Records excerpted from a collection:
********
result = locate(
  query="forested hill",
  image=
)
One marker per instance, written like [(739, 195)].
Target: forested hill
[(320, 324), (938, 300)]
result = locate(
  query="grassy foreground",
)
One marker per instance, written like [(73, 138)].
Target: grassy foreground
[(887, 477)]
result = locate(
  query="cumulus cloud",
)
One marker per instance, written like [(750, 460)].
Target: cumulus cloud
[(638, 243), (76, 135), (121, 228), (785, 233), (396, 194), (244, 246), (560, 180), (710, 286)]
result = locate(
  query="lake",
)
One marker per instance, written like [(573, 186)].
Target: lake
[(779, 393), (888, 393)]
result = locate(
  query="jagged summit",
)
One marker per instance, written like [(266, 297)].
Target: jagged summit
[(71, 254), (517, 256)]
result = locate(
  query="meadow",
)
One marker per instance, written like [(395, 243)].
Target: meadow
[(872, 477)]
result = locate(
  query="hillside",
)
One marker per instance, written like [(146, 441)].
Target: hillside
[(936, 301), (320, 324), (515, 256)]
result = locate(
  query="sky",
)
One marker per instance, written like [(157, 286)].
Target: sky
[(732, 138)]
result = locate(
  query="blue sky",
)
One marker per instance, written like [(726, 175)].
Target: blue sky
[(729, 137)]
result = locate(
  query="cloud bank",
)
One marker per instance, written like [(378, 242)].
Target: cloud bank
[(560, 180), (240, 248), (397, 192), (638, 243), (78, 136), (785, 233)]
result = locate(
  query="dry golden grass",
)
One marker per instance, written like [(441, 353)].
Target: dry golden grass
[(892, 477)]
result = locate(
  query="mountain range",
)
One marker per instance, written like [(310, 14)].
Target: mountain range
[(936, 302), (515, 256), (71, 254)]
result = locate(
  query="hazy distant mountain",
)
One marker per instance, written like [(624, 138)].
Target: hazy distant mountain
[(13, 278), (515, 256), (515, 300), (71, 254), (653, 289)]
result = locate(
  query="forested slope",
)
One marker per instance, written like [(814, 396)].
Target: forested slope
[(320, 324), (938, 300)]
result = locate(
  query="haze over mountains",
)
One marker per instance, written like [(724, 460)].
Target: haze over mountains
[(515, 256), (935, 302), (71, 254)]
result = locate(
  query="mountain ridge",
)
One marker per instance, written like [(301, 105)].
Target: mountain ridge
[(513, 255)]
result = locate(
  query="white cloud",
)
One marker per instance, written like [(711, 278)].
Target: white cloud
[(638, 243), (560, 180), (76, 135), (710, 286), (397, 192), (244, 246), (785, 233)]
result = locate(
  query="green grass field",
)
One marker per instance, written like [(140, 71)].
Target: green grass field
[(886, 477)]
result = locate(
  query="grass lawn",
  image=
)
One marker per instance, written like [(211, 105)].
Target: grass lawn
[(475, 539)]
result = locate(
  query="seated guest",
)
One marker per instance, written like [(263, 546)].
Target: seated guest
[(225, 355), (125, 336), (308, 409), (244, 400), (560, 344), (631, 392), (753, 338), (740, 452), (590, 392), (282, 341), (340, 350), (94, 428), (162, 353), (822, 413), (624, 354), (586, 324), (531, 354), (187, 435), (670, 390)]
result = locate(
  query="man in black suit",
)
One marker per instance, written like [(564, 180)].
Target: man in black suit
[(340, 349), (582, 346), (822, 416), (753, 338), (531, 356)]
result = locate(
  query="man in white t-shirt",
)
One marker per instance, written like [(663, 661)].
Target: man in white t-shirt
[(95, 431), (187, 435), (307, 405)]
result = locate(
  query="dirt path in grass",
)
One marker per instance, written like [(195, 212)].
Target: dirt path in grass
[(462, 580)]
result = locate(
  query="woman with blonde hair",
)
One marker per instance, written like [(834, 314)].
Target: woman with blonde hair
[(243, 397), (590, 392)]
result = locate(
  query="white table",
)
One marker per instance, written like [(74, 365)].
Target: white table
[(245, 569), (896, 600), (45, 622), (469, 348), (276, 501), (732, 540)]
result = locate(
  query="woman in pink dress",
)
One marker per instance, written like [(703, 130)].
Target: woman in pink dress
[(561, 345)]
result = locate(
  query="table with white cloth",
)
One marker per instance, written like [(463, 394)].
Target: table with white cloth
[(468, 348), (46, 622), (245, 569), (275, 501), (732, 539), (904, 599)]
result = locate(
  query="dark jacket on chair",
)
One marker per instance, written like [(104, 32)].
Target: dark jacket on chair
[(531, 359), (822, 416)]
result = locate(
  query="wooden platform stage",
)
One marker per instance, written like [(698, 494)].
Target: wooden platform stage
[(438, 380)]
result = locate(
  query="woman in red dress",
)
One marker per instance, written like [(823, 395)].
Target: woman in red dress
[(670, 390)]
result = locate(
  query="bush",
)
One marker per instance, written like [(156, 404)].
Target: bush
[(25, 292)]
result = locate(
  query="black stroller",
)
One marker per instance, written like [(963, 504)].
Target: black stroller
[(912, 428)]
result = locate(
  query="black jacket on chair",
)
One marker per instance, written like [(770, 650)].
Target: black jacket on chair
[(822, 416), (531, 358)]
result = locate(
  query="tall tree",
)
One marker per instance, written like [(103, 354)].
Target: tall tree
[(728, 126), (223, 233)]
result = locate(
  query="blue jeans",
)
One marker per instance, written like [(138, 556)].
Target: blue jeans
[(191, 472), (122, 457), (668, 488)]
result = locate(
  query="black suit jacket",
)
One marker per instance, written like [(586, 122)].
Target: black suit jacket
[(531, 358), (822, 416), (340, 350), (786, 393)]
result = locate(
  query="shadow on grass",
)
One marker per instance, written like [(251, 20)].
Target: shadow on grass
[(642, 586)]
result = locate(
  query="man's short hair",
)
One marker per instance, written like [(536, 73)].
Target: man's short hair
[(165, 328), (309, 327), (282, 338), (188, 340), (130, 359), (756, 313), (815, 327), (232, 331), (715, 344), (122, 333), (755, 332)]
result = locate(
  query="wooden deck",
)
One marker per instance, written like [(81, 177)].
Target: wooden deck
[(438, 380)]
********
§ WORK REQUEST
Copy each line of the data exactly, leaving nothing out.

§ ANSWER BOX
result = locate(
  query="forested hill",
  image=
)
One marker per instance, written like [(739, 195)].
Target: forested hill
[(320, 324), (938, 300)]
result = locate(
  query="grassy foreground",
)
One marker per instance, written like [(73, 138)].
Target: grassy foreground
[(887, 477)]
result = locate(
  query="cumulus cloud",
)
One marker per instance, written like [(750, 460)].
Target: cumulus cloud
[(638, 243), (76, 135), (121, 228), (785, 233), (396, 194), (244, 246), (560, 180), (710, 286)]
result = locate(
  query="lake",
)
One marker per instance, written like [(573, 186)].
Target: lake
[(779, 393), (888, 393)]
result = locate(
  query="jagged summit",
)
One marker per instance, written like [(266, 297)].
Target: jagged summit
[(71, 254), (517, 256)]
result = locate(
  query="meadow",
)
One marker per instance, written like [(395, 243)].
Target: meadow
[(872, 477)]
result = locate(
  query="hillside",
)
One marker per instance, written like [(146, 441)].
Target: hillside
[(936, 301), (320, 324), (515, 256)]
result = locate(
  query="sky",
)
One marker per instance, written like [(157, 286)].
Target: sky
[(732, 138)]
result = locate(
  query="blue sky",
)
One marker per instance, written like [(726, 175)].
Target: blue sky
[(729, 137)]
result = locate(
  query="cloud bank",
)
One marker per instance, written like [(378, 242)].
Target: cloud bank
[(560, 180), (240, 248), (397, 192), (638, 243), (78, 136), (785, 233)]
result = locate(
  query="dry golden grass",
)
One marker per instance, written like [(441, 353)].
Target: dry golden grass
[(892, 477)]
result = locate(
  query="mountain range",
)
One marker per instance, written like [(310, 14)].
Target: mountain range
[(936, 302), (515, 256), (71, 254)]
result = locate(
  query="hazy distant mountain",
)
One marker per instance, written like [(624, 138)].
Target: hazy distant mountain
[(13, 278), (515, 256), (515, 300), (71, 254), (653, 289)]
result = locate(
  query="forested slope",
)
One marker per instance, written like [(814, 396)].
Target: forested slope
[(320, 324), (938, 300)]
result = locate(
  query="haze over mountains",
)
One marker per instance, written like [(724, 460)].
Target: haze over mountains
[(515, 256), (935, 302), (71, 254)]
result = locate(
  query="mountain ridge",
)
One marker per instance, written like [(301, 105)].
Target: mountain ridge
[(513, 255)]
result = locate(
  query="white cloud",
)
One marker per instance, written like [(711, 278)].
Target: white cloud
[(638, 243), (560, 180), (76, 135), (710, 286), (397, 192), (244, 246), (785, 233)]
result = locate(
  query="green grass field",
)
One marker per instance, written like [(140, 71)].
Target: green grass field
[(886, 477)]
result = locate(
  query="grass lawn",
  image=
)
One marker per instance, written like [(211, 105)].
Target: grass lawn
[(475, 539)]
result = locate(
  query="seated guest",
)
One marker per instance, written like [(263, 546)].
Target: seated guest
[(225, 355), (125, 336), (308, 409), (244, 400), (560, 344), (631, 392), (753, 338), (740, 452), (590, 392), (282, 341), (340, 350), (94, 428), (162, 353), (822, 413), (624, 354), (586, 324), (531, 354), (187, 435), (670, 390)]
result = locate(
  query="man in black suit",
)
One marker per instance, written like [(564, 180)].
Target: man in black suit
[(340, 349), (582, 346), (822, 416), (753, 338), (531, 356)]
result = locate(
  query="man in white t-shirt",
)
One marker per instance, written like [(663, 661)].
Target: man in white t-shirt
[(95, 431), (187, 435), (307, 405)]
result = locate(
  query="dirt path in grass",
)
One marker per instance, written like [(195, 212)].
Target: dirt path in grass
[(462, 580)]
result = locate(
  query="woman with blonde hair",
)
One marker per instance, written like [(834, 314)].
Target: woman with blonde hair
[(243, 397), (590, 392)]
result = locate(
  query="white table",
)
One marker per instance, written like [(74, 365)].
Target: white table
[(245, 569), (896, 600), (45, 622), (469, 348), (276, 501), (732, 540)]
result = locate(
  query="woman in pink dress",
)
One marker per instance, written like [(703, 130)].
Target: woman in pink dress
[(561, 345)]
result = locate(
  query="table with white cloth",
)
One marker per instance, written like [(463, 394)].
Target: table with white cloth
[(468, 348), (46, 622), (245, 569), (275, 501), (732, 539), (904, 599)]
result = locate(
  query="dark jacket on chair",
)
One marker per instance, written like [(104, 32)].
Target: dark jacket on chair
[(531, 359), (822, 416)]
result = locate(
  query="wooden platform stage",
)
One marker per instance, written like [(698, 494)].
Target: wooden platform stage
[(438, 380)]
result = locate(
  query="woman in red dress",
)
One marker per instance, written like [(823, 395)].
Target: woman in red dress
[(670, 390)]
result = locate(
  query="bush",
)
One marker per instance, written like [(156, 404)].
Target: bush
[(25, 292)]
result = locate(
  query="black stroller",
)
One marker per instance, written like [(963, 504)].
Target: black stroller
[(912, 428)]
result = locate(
  query="black jacket on chair",
)
One marker per instance, written like [(770, 650)].
Target: black jacket on chair
[(822, 416), (531, 358)]
result = locate(
  query="tall tree",
)
One marker per instance, written like [(103, 354)].
Target: tall tree
[(728, 126), (223, 233)]
result = locate(
  query="blue jeans",
)
One marker per instance, written like [(138, 556)].
Target: blue jeans
[(191, 472), (122, 457), (668, 488)]
result = locate(
  query="black suit jacket",
)
One marker per instance, written like [(586, 122)].
Target: black suit jacket
[(531, 358), (822, 416), (340, 350), (786, 393)]
result = locate(
  query="shadow on grass",
)
One marker per instance, written like [(251, 20)].
Target: shadow on grass
[(642, 586)]
result = locate(
  query="man's short hair",
)
One marker per instance, written like [(536, 73)].
Target: man's short hair
[(165, 328), (309, 327), (282, 338), (188, 340), (130, 359), (756, 313), (815, 327), (232, 331), (715, 344), (122, 333), (755, 332)]
result = locate(
  query="wooden deck",
)
One marker per instance, written like [(81, 177)].
Target: wooden deck
[(438, 380)]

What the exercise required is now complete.